* START EXERCISE MATERIALS *

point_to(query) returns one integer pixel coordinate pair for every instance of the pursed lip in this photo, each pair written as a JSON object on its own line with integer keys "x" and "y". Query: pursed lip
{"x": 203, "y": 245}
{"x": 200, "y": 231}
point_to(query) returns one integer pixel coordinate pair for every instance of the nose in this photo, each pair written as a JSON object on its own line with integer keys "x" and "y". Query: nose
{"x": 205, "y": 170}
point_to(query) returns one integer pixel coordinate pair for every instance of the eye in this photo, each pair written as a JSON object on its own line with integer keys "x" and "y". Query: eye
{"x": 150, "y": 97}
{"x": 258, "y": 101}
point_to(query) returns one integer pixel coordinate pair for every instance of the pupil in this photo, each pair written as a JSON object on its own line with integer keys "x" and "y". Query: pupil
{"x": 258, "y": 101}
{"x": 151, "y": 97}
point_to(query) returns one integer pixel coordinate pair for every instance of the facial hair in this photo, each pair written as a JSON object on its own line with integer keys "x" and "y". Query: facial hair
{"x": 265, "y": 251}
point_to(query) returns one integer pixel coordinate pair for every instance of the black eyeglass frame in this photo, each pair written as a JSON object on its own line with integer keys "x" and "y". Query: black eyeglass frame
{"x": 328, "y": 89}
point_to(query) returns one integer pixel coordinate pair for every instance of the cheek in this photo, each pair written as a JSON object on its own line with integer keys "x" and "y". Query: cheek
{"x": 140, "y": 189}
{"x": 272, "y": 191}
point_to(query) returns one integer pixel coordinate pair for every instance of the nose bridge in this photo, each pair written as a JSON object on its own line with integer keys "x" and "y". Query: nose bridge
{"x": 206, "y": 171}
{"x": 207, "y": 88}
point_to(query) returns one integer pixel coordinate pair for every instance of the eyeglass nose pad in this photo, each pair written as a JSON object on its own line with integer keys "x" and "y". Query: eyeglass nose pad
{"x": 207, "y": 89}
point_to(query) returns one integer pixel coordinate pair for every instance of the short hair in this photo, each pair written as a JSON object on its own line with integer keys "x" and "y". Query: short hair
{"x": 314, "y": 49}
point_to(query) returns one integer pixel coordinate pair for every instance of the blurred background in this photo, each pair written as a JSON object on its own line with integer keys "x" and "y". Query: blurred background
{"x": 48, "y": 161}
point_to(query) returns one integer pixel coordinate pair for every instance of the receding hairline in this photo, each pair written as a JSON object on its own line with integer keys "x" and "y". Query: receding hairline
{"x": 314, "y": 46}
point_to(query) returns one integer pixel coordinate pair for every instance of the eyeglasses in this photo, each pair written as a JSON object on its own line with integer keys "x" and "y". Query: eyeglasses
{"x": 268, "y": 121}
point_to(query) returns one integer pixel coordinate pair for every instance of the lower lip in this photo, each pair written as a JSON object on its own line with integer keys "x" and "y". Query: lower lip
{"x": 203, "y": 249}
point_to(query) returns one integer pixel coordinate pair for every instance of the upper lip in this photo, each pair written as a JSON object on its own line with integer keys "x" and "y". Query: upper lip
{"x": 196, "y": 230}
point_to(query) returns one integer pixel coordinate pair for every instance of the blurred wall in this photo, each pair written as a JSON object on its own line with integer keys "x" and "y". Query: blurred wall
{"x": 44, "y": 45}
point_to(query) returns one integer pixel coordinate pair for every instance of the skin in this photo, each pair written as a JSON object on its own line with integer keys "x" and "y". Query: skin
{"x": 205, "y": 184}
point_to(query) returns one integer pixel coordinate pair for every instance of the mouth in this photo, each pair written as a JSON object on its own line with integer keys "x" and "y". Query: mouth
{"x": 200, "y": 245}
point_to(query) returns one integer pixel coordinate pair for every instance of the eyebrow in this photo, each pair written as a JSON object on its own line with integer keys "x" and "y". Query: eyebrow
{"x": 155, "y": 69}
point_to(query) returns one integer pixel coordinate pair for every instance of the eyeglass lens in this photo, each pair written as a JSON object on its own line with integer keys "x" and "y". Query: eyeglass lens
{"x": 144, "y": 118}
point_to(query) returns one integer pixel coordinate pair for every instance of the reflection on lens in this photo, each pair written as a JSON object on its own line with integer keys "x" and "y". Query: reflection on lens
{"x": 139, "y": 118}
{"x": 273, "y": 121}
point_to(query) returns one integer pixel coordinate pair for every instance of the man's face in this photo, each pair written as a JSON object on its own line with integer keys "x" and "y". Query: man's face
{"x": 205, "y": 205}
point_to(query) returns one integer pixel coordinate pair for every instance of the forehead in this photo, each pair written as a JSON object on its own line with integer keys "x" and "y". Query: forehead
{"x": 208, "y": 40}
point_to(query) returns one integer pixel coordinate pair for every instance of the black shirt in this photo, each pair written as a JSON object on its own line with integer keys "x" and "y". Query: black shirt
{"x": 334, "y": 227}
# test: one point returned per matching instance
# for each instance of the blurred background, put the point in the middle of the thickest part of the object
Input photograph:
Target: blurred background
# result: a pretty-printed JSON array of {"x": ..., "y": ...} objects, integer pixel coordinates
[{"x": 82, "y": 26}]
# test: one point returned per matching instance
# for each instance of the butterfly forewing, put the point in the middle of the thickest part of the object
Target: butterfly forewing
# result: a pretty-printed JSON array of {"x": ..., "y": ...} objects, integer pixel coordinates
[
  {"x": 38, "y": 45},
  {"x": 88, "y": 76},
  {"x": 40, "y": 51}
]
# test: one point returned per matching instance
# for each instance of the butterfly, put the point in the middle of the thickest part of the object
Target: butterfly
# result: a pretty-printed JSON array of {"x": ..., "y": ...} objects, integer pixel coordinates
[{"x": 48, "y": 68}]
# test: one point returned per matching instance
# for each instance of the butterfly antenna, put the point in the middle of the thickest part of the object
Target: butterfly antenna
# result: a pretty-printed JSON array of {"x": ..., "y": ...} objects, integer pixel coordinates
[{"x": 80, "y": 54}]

* END EXERCISE MATERIALS *

*WHAT YOU ARE ASKED TO DO:* Recopy the whole listing exactly.

*EXPECTED OUTPUT:*
point_to(query) returns one integer pixel coordinate pair for every instance of the pursed lip in this photo, each pair written as a JSON object on its own line with integer keys "x" and "y". Query: pursed lip
{"x": 203, "y": 245}
{"x": 200, "y": 231}
point_to(query) returns one integer pixel coordinate pair for every instance of the nose in this photo, each pair written as a JSON object on its own line with integer keys "x" and "y". Query: nose
{"x": 205, "y": 170}
point_to(query) returns one integer pixel coordinate pair for every instance of the eye in this photo, each pair written as a JSON object on its own line with integer keys "x" and "y". Query: eye
{"x": 150, "y": 97}
{"x": 258, "y": 101}
point_to(query) returns one integer pixel coordinate pair for every instance of the pupil in this photo, each pair written as a JSON object on its own line with integer keys "x" and "y". Query: pupil
{"x": 258, "y": 101}
{"x": 151, "y": 97}
point_to(query) returns one integer pixel coordinate pair for every instance of the facial hair in this photo, each pair written as a JSON object on its own line with integer keys "x" and "y". Query: facial hair
{"x": 265, "y": 251}
point_to(query) returns one integer pixel coordinate pair for every instance of the black eyeglass frame in this photo, each pair written as a JSON object on its own line with integer keys "x" and "y". Query: black eyeglass frame
{"x": 328, "y": 89}
point_to(query) returns one integer pixel coordinate pair for every instance of the cheek in this photo, each pair written as a JSON object on its own line with integer keys "x" and "y". Query: cheek
{"x": 140, "y": 189}
{"x": 272, "y": 191}
point_to(query) returns one integer pixel coordinate pair for every instance of the nose bridge in this photo, each pair written as a JSON object on its own line with integer keys "x" and "y". Query: nose bridge
{"x": 206, "y": 171}
{"x": 207, "y": 88}
point_to(query) returns one integer pixel coordinate pair for every instance of the eyeglass nose pad in this photo, each pair written as a JSON object on its own line with integer keys "x" and "y". Query: eyeglass nose pad
{"x": 207, "y": 89}
point_to(query) returns one integer pixel coordinate pair for every instance of the short hair in this photo, each pair written as a JSON object on its own line with integer keys "x" and "y". Query: short hair
{"x": 314, "y": 49}
point_to(query) returns one integer pixel coordinate pair for every instance of the blurred background in this photo, each pair written as a JSON object on its own line with integer keys "x" and "y". Query: blurred background
{"x": 48, "y": 161}
point_to(query) returns one integer pixel coordinate pair for every instance of the receding hairline in this photo, each pair written as a JSON object on its own line with integer keys "x" and "y". Query: receding hairline
{"x": 314, "y": 46}
point_to(query) returns one integer pixel coordinate pair for every instance of the eyeglasses in this photo, each pair written as a JSON object on its own line with integer keys "x" and "y". Query: eyeglasses
{"x": 268, "y": 121}
point_to(query) returns one integer pixel coordinate pair for every instance of the lower lip in this photo, each pair written as a JSON object on its own line with integer keys "x" and "y". Query: lower lip
{"x": 203, "y": 249}
point_to(query) returns one integer pixel coordinate pair for every instance of the upper lip in this photo, each pair written as a JSON object on its own line with integer keys "x" and "y". Query: upper lip
{"x": 196, "y": 230}
point_to(query) returns one integer pixel coordinate pair for every instance of the blurred wall in this photo, each pair written as a JSON object on its own line with integer keys "x" and "y". Query: blurred wall
{"x": 44, "y": 45}
point_to(query) returns one integer pixel coordinate pair for every instance of the skin in this photo, each pair written as a JSON object on its own line with integer keys "x" and "y". Query: skin
{"x": 205, "y": 184}
point_to(query) returns one integer pixel coordinate pair for every instance of the mouth in this photo, each pair written as a JSON object on its own line with integer keys "x" and "y". Query: mouth
{"x": 200, "y": 245}
point_to(query) returns one integer pixel coordinate pair for every instance of the eyebrow in this photo, each pair written as a JSON object on its own line with integer keys "x" and "y". Query: eyebrow
{"x": 155, "y": 69}
point_to(query) returns one integer pixel coordinate pair for every instance of the eyeglass lens in this photo, each pair written as a JSON object on its own line with integer keys "x" and "y". Query: eyeglass lens
{"x": 144, "y": 118}
point_to(query) returns one integer pixel coordinate pair for every instance of the reflection on lens in this photo, each pair written as a JSON object on its own line with integer keys "x" and "y". Query: reflection on lens
{"x": 139, "y": 118}
{"x": 273, "y": 121}
point_to(query) returns one integer pixel coordinate pair for every instance of the man's face in this photo, each pair written as a JSON object on its own line with integer keys "x" and "y". Query: man's face
{"x": 205, "y": 205}
point_to(query) returns one integer pixel coordinate pair for every instance of the forehead in this photo, each pair written as a JSON object on its own line with integer keys "x" and "y". Query: forehead
{"x": 208, "y": 40}
point_to(query) returns one integer pixel coordinate pair for every instance of the black shirt in this photo, each pair written as a JSON object on its own line with integer keys "x" and "y". Query: black shirt
{"x": 334, "y": 227}
# test: one point returned per matching instance
# for each instance of the blurred background, put the point in the middle of the thickest part of the object
Input photograph:
Target: blurred background
# result: a pretty-printed JSON array of {"x": ..., "y": ...} objects, integer pixel coordinates
[{"x": 82, "y": 26}]
# test: one point returned per matching instance
# for each instance of the butterfly forewing, put the point in the middle of the thickest part of the object
Target: butterfly forewing
# result: a pretty-printed JSON array of {"x": ..., "y": ...} objects, integer pixel coordinates
[
  {"x": 38, "y": 45},
  {"x": 88, "y": 76},
  {"x": 40, "y": 51}
]
# test: one point returned per matching instance
# for each instance of the butterfly, put the point in the middle of the thickest part of the object
Target: butterfly
# result: a pretty-printed JSON array of {"x": ..., "y": ...} objects, integer pixel coordinates
[{"x": 48, "y": 68}]
# test: one point returned per matching instance
# for each instance of the butterfly antenna, put the point in the middle of the thickest part of the object
Target: butterfly antenna
# result: a pretty-printed JSON array of {"x": ..., "y": ...} objects, integer pixel coordinates
[{"x": 80, "y": 54}]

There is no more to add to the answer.